■ Data records:
=======

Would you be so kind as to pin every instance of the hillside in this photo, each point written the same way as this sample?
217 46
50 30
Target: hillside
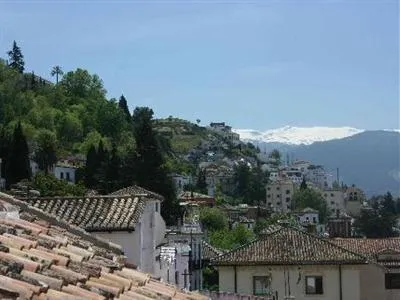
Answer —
369 159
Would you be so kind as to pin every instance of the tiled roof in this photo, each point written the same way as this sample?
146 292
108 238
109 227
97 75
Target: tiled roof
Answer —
208 251
119 211
137 190
289 246
94 213
189 195
42 259
373 248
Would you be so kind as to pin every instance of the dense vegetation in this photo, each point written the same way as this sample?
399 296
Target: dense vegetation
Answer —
44 122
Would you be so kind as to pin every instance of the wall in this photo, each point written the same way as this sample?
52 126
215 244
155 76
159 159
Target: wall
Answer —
64 170
335 201
350 280
140 245
372 284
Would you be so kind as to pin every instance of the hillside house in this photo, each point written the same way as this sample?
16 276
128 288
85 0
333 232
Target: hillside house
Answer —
196 198
318 176
129 217
335 201
44 257
292 264
339 225
226 131
180 181
355 199
279 195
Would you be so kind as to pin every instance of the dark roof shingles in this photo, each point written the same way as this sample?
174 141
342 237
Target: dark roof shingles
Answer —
289 246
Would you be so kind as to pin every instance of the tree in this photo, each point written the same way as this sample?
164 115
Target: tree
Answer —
276 156
151 172
123 105
57 71
303 185
91 167
45 155
18 165
313 199
201 184
242 180
113 169
213 219
229 239
16 59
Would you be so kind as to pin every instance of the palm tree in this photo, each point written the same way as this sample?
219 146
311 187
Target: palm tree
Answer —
57 71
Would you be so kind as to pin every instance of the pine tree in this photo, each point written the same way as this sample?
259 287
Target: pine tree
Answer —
91 167
123 105
303 185
150 165
18 164
16 59
113 169
201 184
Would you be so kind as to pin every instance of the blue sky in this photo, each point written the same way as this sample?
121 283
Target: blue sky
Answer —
258 64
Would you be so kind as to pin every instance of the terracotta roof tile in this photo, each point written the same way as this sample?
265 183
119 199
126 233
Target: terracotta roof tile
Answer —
51 262
289 246
208 251
373 249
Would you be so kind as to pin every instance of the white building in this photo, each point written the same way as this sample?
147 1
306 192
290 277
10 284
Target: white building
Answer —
335 201
180 181
280 195
307 216
129 217
292 264
66 173
318 176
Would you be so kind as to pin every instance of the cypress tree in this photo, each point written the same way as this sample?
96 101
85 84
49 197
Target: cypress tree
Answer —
113 170
123 105
16 59
150 171
201 184
91 167
18 164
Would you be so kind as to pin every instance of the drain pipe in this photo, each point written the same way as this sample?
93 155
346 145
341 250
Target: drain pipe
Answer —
340 283
235 278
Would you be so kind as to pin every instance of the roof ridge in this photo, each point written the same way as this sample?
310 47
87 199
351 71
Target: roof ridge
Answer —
304 233
61 223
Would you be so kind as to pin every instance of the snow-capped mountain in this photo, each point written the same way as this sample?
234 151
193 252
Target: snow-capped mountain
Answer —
297 135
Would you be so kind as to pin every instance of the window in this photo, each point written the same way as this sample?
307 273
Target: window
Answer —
261 285
392 281
314 285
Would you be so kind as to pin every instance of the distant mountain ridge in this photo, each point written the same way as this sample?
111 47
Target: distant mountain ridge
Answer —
369 159
298 135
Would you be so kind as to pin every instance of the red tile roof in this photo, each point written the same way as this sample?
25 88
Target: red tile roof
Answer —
289 246
373 249
119 211
45 258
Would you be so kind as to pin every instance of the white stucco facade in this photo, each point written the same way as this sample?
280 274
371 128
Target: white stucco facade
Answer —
346 282
140 245
65 173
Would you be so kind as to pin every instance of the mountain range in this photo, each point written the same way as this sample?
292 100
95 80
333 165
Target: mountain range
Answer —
369 159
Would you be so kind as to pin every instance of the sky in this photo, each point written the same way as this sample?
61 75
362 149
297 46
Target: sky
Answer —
253 64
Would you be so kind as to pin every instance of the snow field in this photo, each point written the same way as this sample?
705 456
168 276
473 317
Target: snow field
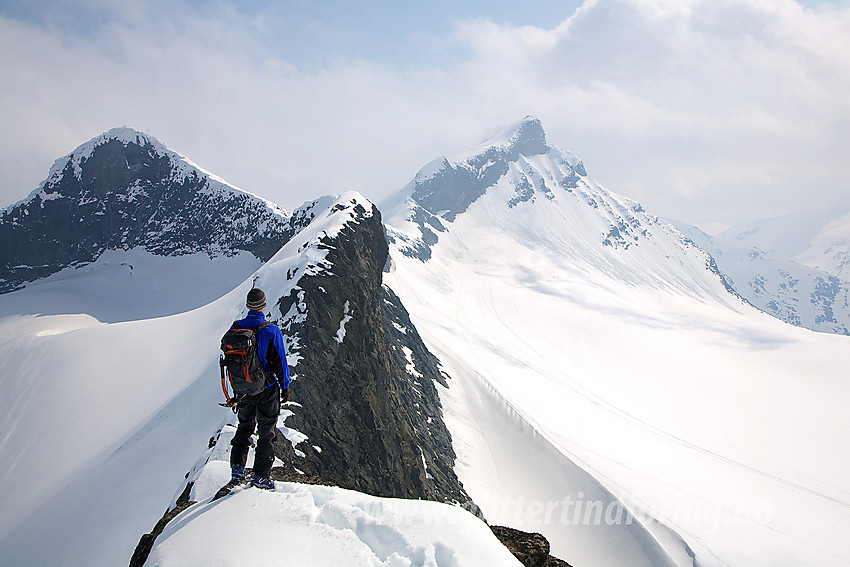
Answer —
702 416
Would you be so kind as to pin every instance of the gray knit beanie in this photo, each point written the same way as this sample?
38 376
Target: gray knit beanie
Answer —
256 300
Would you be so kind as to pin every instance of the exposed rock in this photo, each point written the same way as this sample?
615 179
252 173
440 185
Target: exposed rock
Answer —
369 402
532 549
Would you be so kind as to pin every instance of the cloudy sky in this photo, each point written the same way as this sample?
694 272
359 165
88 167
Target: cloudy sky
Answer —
708 111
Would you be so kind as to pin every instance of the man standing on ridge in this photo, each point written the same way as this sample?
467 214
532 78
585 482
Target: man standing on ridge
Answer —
261 410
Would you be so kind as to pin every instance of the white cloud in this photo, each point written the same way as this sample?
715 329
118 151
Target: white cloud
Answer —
707 110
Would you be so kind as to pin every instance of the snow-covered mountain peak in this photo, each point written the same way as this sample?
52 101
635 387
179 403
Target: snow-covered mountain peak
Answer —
124 189
446 187
526 137
84 151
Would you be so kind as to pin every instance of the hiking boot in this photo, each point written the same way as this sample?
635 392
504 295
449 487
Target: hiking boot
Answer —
237 473
262 482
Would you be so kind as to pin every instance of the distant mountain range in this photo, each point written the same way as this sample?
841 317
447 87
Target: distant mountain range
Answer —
502 332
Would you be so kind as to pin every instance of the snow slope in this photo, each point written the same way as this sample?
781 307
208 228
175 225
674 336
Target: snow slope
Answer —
817 238
788 290
100 420
298 524
590 367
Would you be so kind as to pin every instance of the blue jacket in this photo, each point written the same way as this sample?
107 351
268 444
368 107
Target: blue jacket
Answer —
268 337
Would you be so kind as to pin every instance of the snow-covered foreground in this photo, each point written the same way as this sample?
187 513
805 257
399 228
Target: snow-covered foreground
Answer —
576 382
101 420
318 526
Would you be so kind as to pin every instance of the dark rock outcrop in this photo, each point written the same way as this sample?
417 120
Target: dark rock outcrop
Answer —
532 549
365 381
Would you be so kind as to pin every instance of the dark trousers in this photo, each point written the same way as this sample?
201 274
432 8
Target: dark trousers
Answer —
260 412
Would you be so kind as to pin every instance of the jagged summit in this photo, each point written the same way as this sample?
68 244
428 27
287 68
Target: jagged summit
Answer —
124 189
526 137
446 187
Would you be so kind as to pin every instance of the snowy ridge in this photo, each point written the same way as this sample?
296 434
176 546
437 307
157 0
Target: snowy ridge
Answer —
161 409
790 291
301 524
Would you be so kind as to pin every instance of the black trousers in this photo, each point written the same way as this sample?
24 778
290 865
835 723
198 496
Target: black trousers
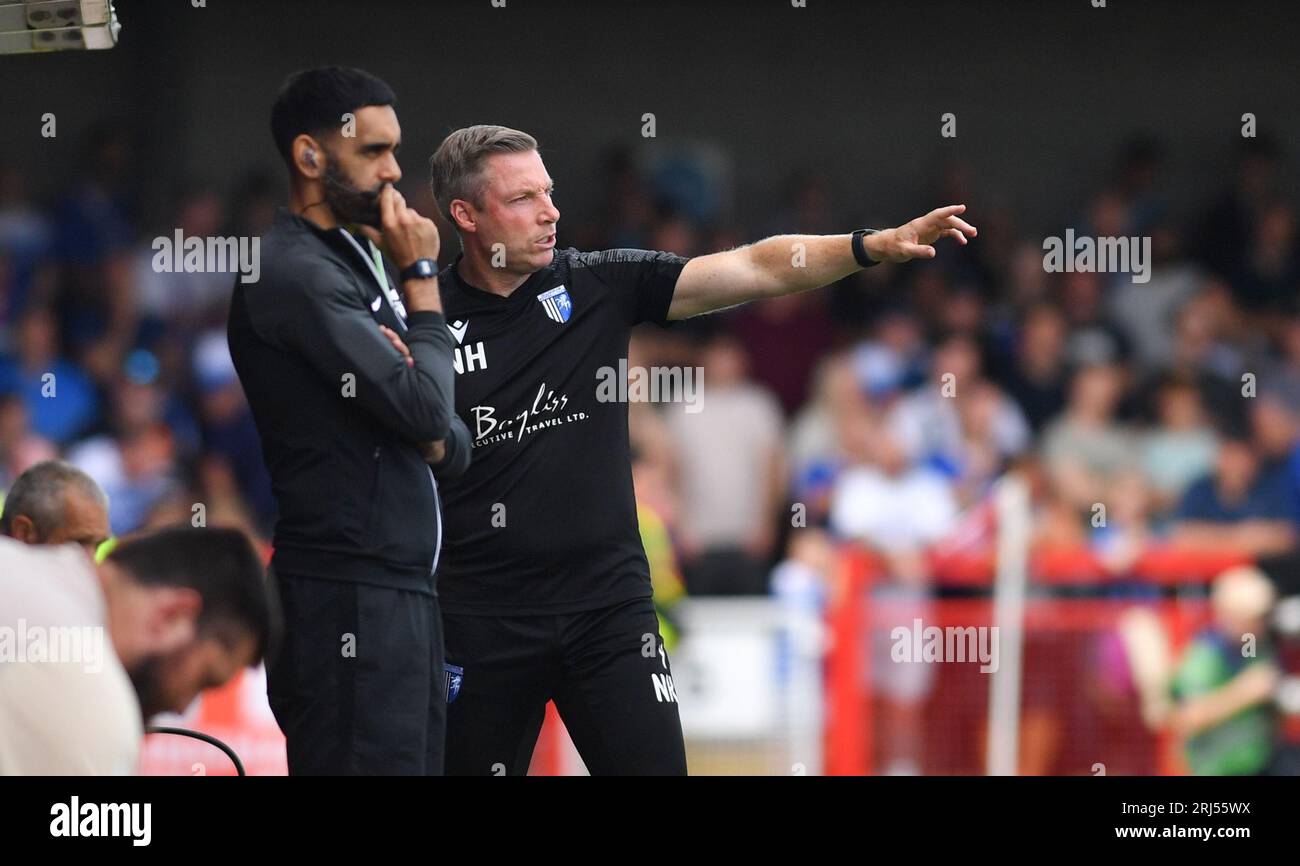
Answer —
356 680
605 669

=======

■ Task item: Repeat the exact lines from the first line of the data through the line containing "Target: hillside house". Nothing else, no pictures.

■ Exercise answer:
Would you be so kind as to pin every instance of the hillside in this photo, each point written the same way as this sample?
217 46
50 30
Target: hillside
Answer —
369 159
Would you be so kind as to pin every instance of the tiled roof in this photo, each point written the same way as this sample?
146 292
108 238
109 227
97 75
Target: tiled roof
Answer —
208 251
119 211
137 190
289 246
94 213
189 195
42 259
373 248
Would you be so kind as to pin every instance of the dense vegetation in this photo, each point written the same way as this sample?
399 296
Target: dense vegetation
Answer —
44 122
Would you be so kind as to pin every instance of the wall in this photo, each point written the same way as this sample?
52 126
215 244
155 76
159 159
Target: wall
Answer —
64 170
335 201
350 280
140 245
372 284
Would you be so kind as to pin every instance of the hillside house in this photo, each point written the same way as this sample?
16 276
128 288
85 0
333 232
Target: hillside house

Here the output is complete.